--- Work required ---
Write out the piece on Jonathan Wild and Jack Sheppard between "Two quotes from" and "nonviolent drug offenders.", inclusive.

--- Selected passage ---
○ ○ ○
The other cool book I'm in the middle of right now is The Thief-Taker Hangings: How Daniel Defoe, Jonathan Wild, and Jack Sheppard Captivated London and Created the Celebrity Criminal by Aaron Skirboll. It's a really fun read, about Jonathan Wild, real-life model for Jonathan Peachum in Threepenny; Capt. Jack Sheppard, real-life model for Capt. Macheath; Prime Minister Jonathan Walpole, who apparently is satirized through both characters; and some other real people who may be the models for Tiger Brown and Mrs. Peachum.
It's fascinating to see how these real people became characters in The Beggar's Opera, then characters in Threepenny, and also to see what elements of character and story come from real life.
Two quotes from the book really struck me, in terms of understanding the world and culture of Threepenny. Skirboll writes, “Whatever the people of London thought of crime, they all shared an unquenchable longing for news in general, and specifically for stories about the lives of criminals.” That sort of makes The Beggar's Opera and Threepenny thematic companion pieces to Chicago and Natural Born Killers. Skirboll also writes, “Men and women went to jail for being poor and came out criminals.”
Exactly what's happening right now with nonviolent drug offenders.
Skirboll describes Wild/Peachum and Shepard/Macheath this way: “An eighteenth-century Al Capone, Jonathan Wild was the first man to organize crime for profit and the first criminal whose name everyone in the city knew. A burglar and a prison breaker, Jack Sheppard had much in common with John Dillinger. In late 1724, a manhunt for him grabbed the city's attention like no other story and drove newspaper sales skyward. Sheppard the housebreaker ran, and thief-taker Wild chased him.”
A thief-taker in the early 1700s, when The Beggar's Opera opened, was essentially what we now call a bounty hunter. Wild would track down criminals and bring them in for the reward money.
Skirboll writes, “In short time, Wild made himself useful to many different bands of thieves, and he did so ingeniously, without ever partaking in the thievery himself. He became a manager of sorts, and as he'd promised himself, he learned to make a profit with his head and not his hands. He used the information presented to him and advised and directed individual gang members into paths of profit. Various gangs depended on him to plan their schemes.”
It's amazing how close Peachum is to Wild, in so many details:
“With his crew on board, Wild began keeping track of all the illicit action going on in the city. In essence, he was sharpening a tactic he had learned while roaming the streets with [Charles] Hitchen [a possible model for Tiger Brown], who always made sure to query his mathematicians as to where they'd been so as to know the corners where each set of rogues normally worked. Wild took this technique further, religiously recording every detail in a logbook: name, inventory, location, etc. By observing Hitchen, Wild also learned about the art of patience when negotiating. He saw that Hitchen lacked that skill, and when the marshal couldn't agree to terms with a client, he looked to unload the goods some other way. Wild, on the other hand, stayed the course when looking to strike a deal. In fact, he often compelled the client to wait under the pretense that he was running himself ragged over the ordeal, thus driving up the price.”
○ ○ ○
--- Records provided ---

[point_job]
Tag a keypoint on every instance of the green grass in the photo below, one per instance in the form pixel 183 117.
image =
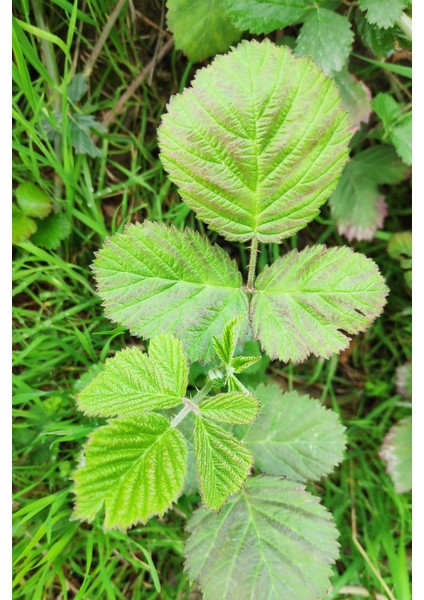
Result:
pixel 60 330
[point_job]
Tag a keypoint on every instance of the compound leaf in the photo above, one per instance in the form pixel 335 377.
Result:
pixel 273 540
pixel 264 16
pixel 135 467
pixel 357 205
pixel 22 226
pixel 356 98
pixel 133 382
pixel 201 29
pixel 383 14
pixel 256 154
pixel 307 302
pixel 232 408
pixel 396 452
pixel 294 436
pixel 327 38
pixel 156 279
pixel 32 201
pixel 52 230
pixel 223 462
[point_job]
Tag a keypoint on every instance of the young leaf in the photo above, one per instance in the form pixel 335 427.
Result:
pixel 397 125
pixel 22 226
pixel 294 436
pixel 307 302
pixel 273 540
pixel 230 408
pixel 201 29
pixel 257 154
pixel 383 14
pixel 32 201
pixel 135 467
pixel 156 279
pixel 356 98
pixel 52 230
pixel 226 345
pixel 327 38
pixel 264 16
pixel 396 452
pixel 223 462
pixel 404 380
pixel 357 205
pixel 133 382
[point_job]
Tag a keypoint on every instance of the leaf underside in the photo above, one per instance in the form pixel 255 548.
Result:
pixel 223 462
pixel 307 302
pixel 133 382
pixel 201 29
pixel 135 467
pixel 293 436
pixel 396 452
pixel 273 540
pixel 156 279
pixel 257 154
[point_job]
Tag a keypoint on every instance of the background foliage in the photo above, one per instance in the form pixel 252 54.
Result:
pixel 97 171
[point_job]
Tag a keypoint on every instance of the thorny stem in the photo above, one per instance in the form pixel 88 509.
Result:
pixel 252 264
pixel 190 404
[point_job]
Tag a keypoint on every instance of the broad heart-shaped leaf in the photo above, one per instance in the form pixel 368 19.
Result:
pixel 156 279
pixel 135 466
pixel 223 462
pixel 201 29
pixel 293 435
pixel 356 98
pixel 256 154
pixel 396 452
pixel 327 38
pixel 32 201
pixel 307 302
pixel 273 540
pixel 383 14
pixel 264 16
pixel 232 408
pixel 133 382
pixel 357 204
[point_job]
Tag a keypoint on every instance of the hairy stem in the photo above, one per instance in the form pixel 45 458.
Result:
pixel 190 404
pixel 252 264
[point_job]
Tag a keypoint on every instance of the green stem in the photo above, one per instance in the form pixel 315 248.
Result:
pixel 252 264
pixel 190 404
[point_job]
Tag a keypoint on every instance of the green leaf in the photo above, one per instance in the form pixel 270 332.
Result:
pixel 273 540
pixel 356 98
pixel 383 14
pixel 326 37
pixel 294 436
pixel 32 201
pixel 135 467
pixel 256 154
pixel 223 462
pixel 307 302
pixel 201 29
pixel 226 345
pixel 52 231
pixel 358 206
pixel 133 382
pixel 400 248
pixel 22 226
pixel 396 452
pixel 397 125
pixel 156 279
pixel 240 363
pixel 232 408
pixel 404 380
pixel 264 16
○ ○ ○
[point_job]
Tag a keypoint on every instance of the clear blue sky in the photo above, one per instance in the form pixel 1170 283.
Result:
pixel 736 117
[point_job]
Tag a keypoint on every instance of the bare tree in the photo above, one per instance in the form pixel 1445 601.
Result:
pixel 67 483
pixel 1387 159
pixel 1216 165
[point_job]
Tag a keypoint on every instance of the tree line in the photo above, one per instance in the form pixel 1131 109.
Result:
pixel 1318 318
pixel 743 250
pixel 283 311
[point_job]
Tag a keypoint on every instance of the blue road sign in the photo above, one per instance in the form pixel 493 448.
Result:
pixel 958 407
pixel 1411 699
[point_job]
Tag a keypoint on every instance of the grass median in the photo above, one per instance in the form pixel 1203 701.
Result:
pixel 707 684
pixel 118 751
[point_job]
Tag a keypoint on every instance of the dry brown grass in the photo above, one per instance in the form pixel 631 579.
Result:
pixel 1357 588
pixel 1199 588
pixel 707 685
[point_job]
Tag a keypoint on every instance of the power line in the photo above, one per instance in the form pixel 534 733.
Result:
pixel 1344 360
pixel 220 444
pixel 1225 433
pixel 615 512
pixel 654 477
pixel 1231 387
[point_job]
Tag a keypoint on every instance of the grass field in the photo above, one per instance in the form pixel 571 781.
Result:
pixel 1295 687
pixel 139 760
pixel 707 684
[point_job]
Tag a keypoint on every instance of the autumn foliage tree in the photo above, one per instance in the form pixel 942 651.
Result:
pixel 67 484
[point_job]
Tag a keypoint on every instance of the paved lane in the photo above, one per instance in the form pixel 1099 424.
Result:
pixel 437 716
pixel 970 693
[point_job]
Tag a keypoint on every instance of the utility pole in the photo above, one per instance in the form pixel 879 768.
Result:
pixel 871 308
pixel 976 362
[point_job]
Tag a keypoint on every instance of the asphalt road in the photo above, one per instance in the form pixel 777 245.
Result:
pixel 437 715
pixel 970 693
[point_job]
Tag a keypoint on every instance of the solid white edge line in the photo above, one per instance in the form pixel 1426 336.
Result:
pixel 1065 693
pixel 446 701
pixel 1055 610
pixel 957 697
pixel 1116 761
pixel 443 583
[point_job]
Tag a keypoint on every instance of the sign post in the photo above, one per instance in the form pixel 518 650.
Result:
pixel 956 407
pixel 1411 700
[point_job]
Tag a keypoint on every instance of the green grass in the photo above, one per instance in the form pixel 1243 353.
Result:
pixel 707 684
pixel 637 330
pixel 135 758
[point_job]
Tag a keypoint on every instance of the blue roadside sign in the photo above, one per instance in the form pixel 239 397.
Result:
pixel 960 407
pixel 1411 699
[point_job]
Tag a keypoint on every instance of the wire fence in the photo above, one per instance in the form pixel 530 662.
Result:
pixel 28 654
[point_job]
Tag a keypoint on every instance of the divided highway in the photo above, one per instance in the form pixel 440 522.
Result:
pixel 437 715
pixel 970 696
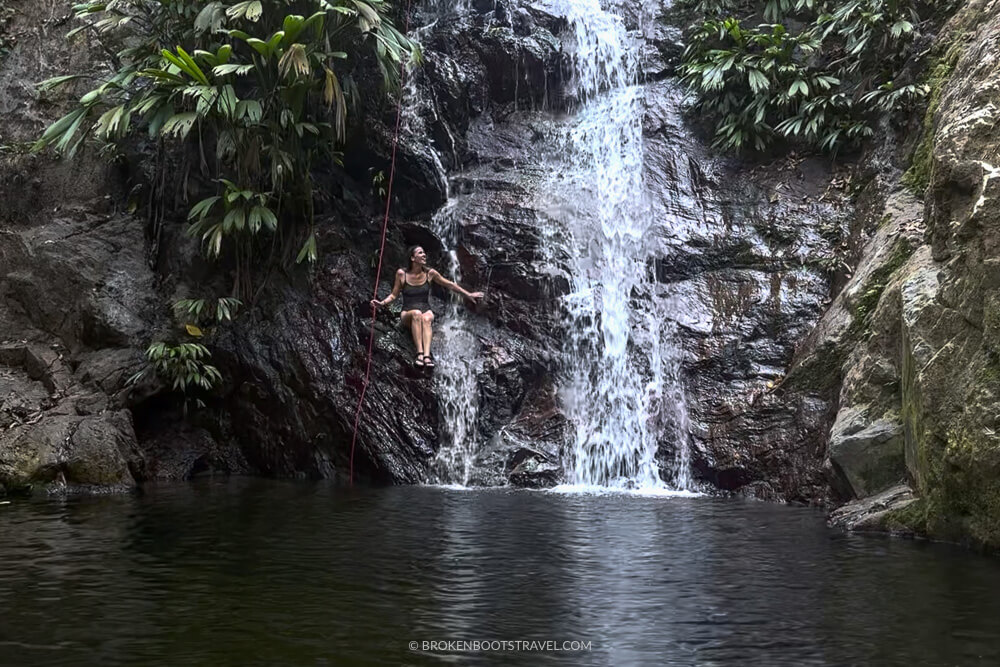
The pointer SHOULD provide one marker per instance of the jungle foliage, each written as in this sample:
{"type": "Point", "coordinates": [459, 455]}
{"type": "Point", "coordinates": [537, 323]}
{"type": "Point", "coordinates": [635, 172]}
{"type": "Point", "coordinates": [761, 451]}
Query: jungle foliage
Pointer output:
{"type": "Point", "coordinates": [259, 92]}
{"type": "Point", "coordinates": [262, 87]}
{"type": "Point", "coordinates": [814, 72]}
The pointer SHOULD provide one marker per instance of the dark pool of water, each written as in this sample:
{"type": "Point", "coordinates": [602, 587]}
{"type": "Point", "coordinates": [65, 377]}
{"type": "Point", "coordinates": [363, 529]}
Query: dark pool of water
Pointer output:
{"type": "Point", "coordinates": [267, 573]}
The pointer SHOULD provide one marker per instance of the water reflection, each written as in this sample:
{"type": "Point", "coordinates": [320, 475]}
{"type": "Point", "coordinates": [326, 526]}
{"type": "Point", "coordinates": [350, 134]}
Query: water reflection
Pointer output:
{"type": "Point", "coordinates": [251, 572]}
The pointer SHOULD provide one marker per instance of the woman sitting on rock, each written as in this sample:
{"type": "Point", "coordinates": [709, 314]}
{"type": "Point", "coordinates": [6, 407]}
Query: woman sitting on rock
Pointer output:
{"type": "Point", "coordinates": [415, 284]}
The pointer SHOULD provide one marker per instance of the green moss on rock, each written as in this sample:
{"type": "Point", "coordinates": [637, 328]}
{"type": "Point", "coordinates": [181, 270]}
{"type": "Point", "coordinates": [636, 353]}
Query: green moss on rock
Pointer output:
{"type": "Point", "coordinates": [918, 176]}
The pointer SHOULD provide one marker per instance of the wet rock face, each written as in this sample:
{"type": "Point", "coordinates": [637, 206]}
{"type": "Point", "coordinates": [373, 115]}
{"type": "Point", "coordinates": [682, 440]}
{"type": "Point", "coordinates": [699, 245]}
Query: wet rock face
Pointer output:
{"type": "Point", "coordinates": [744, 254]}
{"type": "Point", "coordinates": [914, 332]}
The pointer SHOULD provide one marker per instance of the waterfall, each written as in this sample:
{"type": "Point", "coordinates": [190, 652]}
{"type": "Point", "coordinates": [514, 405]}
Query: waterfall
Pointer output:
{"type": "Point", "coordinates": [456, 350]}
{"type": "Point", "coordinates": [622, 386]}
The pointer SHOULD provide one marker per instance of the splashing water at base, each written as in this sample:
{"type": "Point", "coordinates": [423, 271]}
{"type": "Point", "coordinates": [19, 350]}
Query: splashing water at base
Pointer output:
○ ○ ○
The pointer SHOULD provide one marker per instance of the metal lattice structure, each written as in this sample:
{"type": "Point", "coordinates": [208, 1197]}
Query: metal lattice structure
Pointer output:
○ ○ ○
--- Response ---
Two quotes from the book really struck me, in terms of understanding the world and culture of Threepenny. Skirboll writes, “Whatever the people of London thought of crime, they all shared an unquenchable longing for news in general, and specifically for stories about the lives of criminals.” That sort of makes The Beggar's Opera and Threepenny thematic companion pieces to Chicago and Natural Born Killers. Skirboll also writes, “Men and women went to jail for being poor and came out criminals.”
Exactly what's happening right now with nonviolent drug offenders.